*WHAT YOU HAVE TO DO*
How many lines of the listing below contain the word "path"? Reply with the number alone.

*SUPPLIED RECORDS*
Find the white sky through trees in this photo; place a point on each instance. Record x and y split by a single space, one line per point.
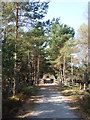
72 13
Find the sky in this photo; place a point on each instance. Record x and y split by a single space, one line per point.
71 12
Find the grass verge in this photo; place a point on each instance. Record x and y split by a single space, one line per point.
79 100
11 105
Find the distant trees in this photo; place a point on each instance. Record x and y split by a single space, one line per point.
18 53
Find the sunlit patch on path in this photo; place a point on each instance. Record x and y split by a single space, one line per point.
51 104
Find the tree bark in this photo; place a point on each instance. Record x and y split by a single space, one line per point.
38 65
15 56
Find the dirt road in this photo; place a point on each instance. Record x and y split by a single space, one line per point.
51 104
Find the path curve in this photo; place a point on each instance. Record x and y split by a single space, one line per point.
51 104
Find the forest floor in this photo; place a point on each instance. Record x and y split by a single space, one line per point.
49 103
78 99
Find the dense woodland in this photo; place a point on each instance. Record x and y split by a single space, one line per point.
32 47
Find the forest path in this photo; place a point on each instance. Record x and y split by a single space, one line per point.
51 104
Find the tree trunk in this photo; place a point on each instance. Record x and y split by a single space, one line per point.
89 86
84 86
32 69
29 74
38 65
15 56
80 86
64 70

==

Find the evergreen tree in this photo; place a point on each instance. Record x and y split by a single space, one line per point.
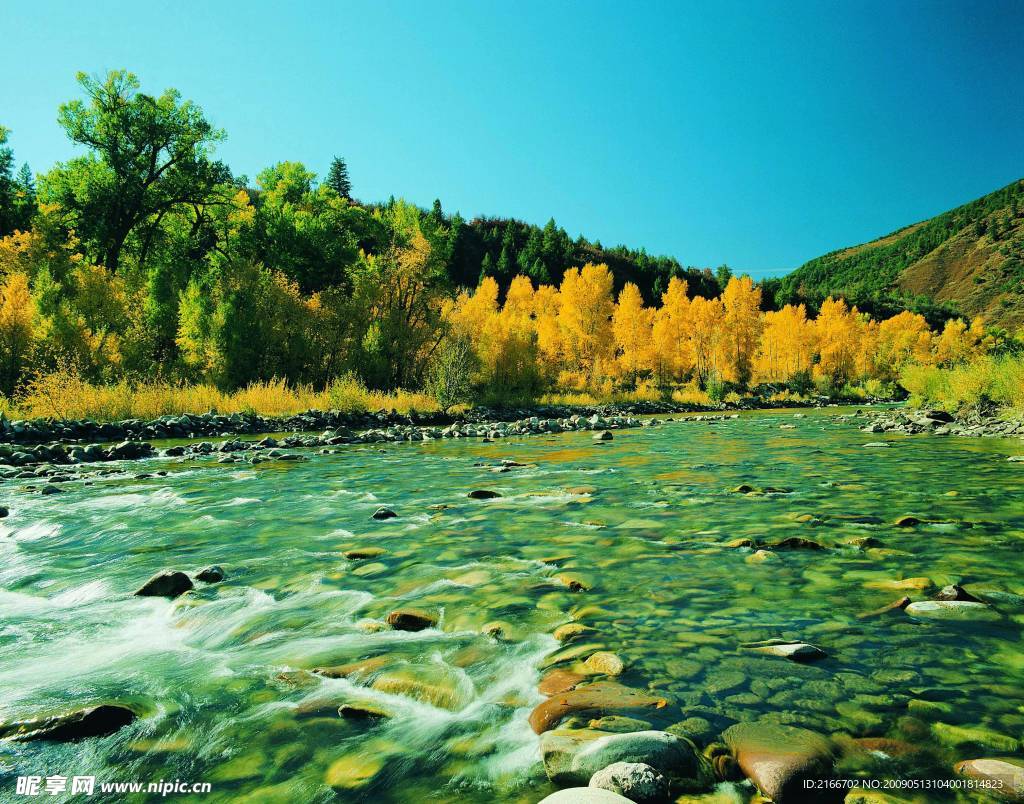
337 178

*CORRECT RESPONSE*
3